+++ Document passage
After the staple processing on the bundle of sheets, the pressing cam 237 is rotated by the rotation of the driving motor M2, and presses a receiving surface 232B of the oscillation member 232, and strongly pressure contacts with the surface 232B. Because the sheet delivery upper roller 21 is forced by the pressing spring 214, the pressing force of the sheet delivery upper roller 21 changes corresponding to the thickness of the bundle of sheets. The sheet delivery upper roller 21 is strongly pressed by the lowered oscillation member 232 and the pressing spring 214, and strongly pressure contacts with the bundle of sheets nipped between the sheet delivery upper roller 21 and the sheet delivery lower roller 22.

Under this sheet bundle pressing condition, the sponge roller 213 of the sheet delivery upper roller 21 is pressed by the hard roller 223 of the sheet delivery lower roller 22, and deformed. Further, under this sheet pressing condition, two hard rollers 212 of the sheet delivery upper roller 21 respectively strongly pressure contact with 2 lower rollers 222 of the sheet delivery lower roller 22, and the bundle of sheets is securely nipped.

By the positive rotation of the driving motor M1, the sheet delivery upper roller 21 is positively rotated. Simultaneously, the mechanical clutch K1 is in the engagement condition, and the sheet delivery lower roller 22 is positively rotated. The staple processed bundle of sheets is nipped by the positively rotated sheet delivery upper roller 21 and sheet delivery lower roller 22, and conveyed, and delivered onto the sheet delivery tray 41.

Incidentally, in the embodiment of the present invention, the sheet finishing apparatus connected to the copier is shown, however, the invention can be also applied for the sheet finishing apparatus connected to and used for the image forming apparatus such as the printer, facsimile device, or the like, or the light printing machine. For example, the invention can also be applied for the apparatus having the printer specification, in which the automatic document feeding apparatus DF and image reading apparatus SC, which are detachably provided to the image forming apparatus main body 1A, are removed.

In the sheet finishing apparatus and the image forming apparatus provided with the sheet finishing apparatus of the present invention, when the sheet conveyed by the conveying means is nipped between the sheet delivery upper roller and the sheet delivery lower roller which can pressure contact, can be separated, and can be positively and reversely rotated, and is conveyed to the finishing means, and the bundle of sheets can be delivered after finishing processing, the increase of the sheet conveyance performance and the sheet alignment performance can be attained, without being influenced by the curl of the sheet or static electricity.
++++++
Duplicate, word for word, the part of the sheet finishing passage above that opens with "After the staple" and closes with "lower roller 22.".
+++ Given entries
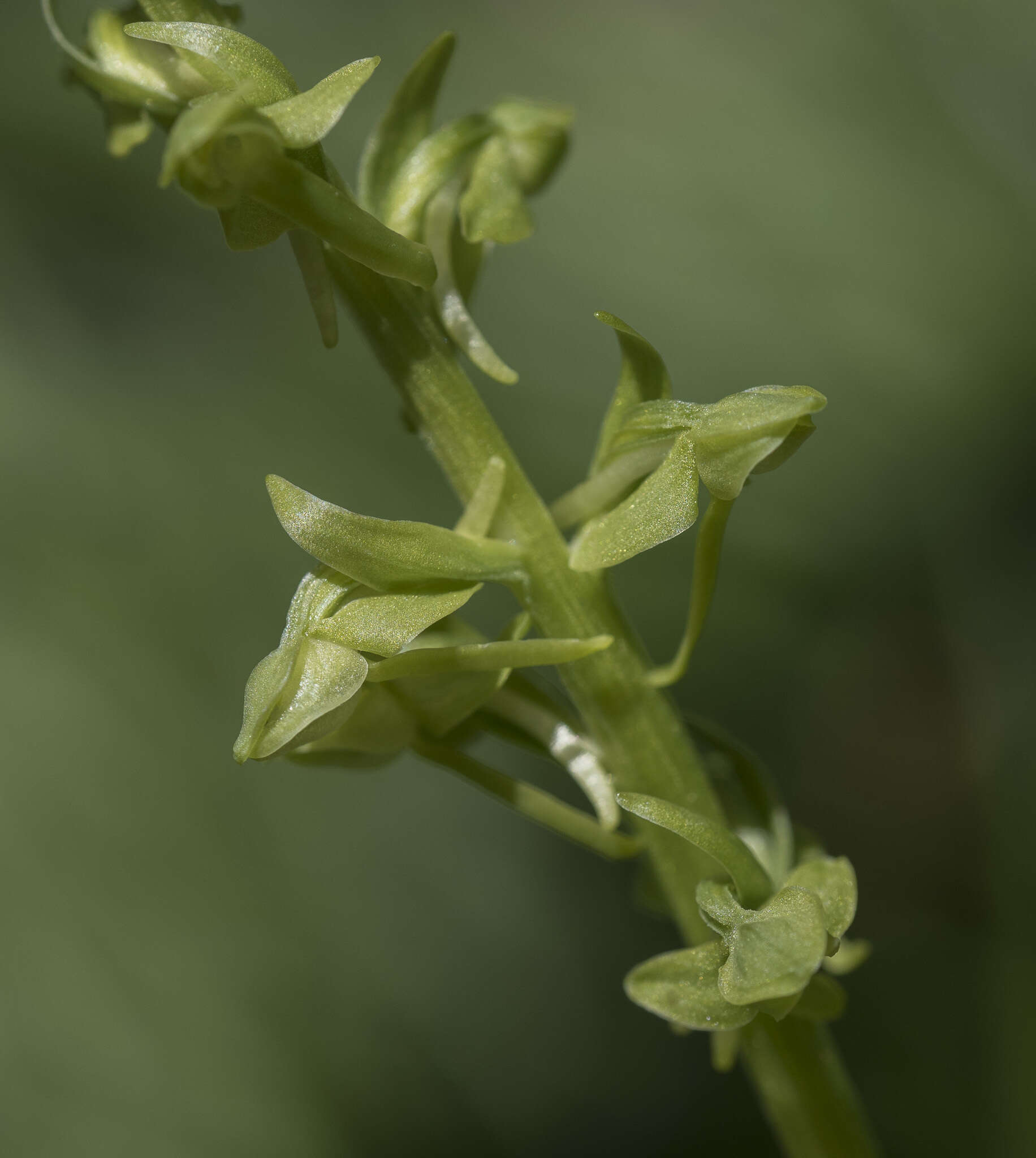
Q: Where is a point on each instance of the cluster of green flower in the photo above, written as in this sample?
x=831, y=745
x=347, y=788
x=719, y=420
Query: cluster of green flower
++++++
+++ Given entries
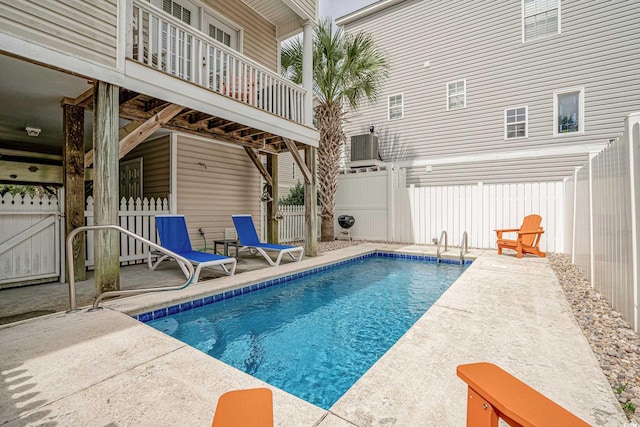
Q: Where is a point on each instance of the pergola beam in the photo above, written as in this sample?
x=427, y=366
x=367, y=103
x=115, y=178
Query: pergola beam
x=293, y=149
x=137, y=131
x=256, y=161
++++++
**Solved problem**
After the staple processing on the bundle of sheets, the pressing cam 237 is rotated by the rotation of the driving motor M2, and presses a receiving surface 232B of the oscillation member 232, and strongly pressure contacts with the surface 232B. Because the sheet delivery upper roller 21 is forced by the pressing spring 214, the pressing force of the sheet delivery upper roller 21 changes corresponding to the thickness of the bundle of sheets. The sheet delivery upper roller 21 is strongly pressed by the lowered oscillation member 232 and the pressing spring 214, and strongly pressure contacts with the bundle of sheets nipped between the sheet delivery upper roller 21 and the sheet delivery lower roller 22.